• Supplied records:
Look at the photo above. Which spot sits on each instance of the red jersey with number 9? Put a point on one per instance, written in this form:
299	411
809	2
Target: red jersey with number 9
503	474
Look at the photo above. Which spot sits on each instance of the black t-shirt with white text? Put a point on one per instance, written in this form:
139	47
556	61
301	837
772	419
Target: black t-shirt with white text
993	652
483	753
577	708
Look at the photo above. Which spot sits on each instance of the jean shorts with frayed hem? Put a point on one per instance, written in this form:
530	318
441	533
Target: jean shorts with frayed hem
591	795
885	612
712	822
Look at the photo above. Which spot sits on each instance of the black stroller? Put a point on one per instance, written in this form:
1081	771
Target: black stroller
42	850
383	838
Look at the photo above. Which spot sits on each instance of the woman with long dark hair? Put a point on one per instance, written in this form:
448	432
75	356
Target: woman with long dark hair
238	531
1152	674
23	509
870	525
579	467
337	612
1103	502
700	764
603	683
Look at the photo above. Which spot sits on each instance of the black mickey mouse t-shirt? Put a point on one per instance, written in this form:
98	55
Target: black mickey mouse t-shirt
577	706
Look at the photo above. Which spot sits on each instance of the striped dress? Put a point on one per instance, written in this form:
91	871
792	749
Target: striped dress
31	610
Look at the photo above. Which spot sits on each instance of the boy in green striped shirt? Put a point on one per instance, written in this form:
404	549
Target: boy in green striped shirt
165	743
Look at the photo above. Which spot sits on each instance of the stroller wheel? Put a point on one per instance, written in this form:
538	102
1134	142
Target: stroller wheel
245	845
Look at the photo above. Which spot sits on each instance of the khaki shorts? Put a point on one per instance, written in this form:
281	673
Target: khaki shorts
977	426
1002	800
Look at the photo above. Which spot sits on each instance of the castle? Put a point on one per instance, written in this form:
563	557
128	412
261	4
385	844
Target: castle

• Exercise objective:
Recast all of the lines above as a JSON list of strings, with one string for each line and blank lines left out.

• Solution below:
[
  "Look at the photo above. Which spot sits on each instance of the red jersey with number 9? Put a point on one per instance, written in this form:",
  "299\t411",
  "809\t2",
  "Target: red jersey with number 9",
  "503\t474",
  "Look at the photo above. Which spot sits on each instance of the black t-shirt with white text? Put a point on one per instance, written in this form:",
  "139\t47",
  "556\t61",
  "301\t837",
  "772\t419",
  "Target: black t-shirt with white text",
  "993\t652",
  "483\t753",
  "577\t708",
  "Look at the photo above. Which spot sits on each instance of the jean shorts with frayed hem? Put a point on one per instance, written in this form:",
  "530\t318",
  "441\t533",
  "Target: jean shorts with frayed hem",
  "591\t795",
  "885\t612",
  "712\t822",
  "Look at the photo above. Which spot sits on each instance of the black stroller? Put a point on one per instance, written in this form:",
  "1081\t771",
  "Target: black stroller",
  "42\t850",
  "383\t838",
  "Look at the photo above. Which spot sits on each instance of the woman with long dark hair? Put a point on one per instance, written in this form:",
  "448\t432",
  "75\t356",
  "Target: woman with long dark hair",
  "238\t531",
  "1152\t674",
  "23\t509",
  "870\t525",
  "579\t467",
  "337\t612",
  "1103\t502",
  "700\t764",
  "603\t683",
  "Look at the photo above. Which spot sits on each instance of the black mickey mouse t-shirt? Put a point on one per instance, written in this form:",
  "98\t55",
  "Target: black mickey mouse t-shirt",
  "577\t706",
  "Look at the photo above. Which spot sits on each instance of the striped dress? Put a point on one per instance, written in this form:",
  "91\t871",
  "792\t749",
  "Target: striped dress",
  "31\t610",
  "Look at the photo above. Which spot sits on each instance of the boy in green striped shirt? Put a point on one per instance, written in this form:",
  "404\t549",
  "Target: boy in green striped shirt",
  "165\t743",
  "Look at the photo above. Which spot sits on each instance of the stroller wheel? Put a point on one per instance, written in this form:",
  "538\t102",
  "1134\t142",
  "Target: stroller wheel",
  "245\t845",
  "Look at the photo above. Which spot sits on each instance of the khaki shorts? Put a point on one per instance, written in this form:",
  "281\t673",
  "Target: khaki shorts",
  "977\t426",
  "1002\t800",
  "Look at the photo above. Which spot sits on each instance of the castle? Put a point on one per instance, written in this form:",
  "563\t557",
  "128\t412",
  "261\t4",
  "385\t844",
  "Target: castle"
]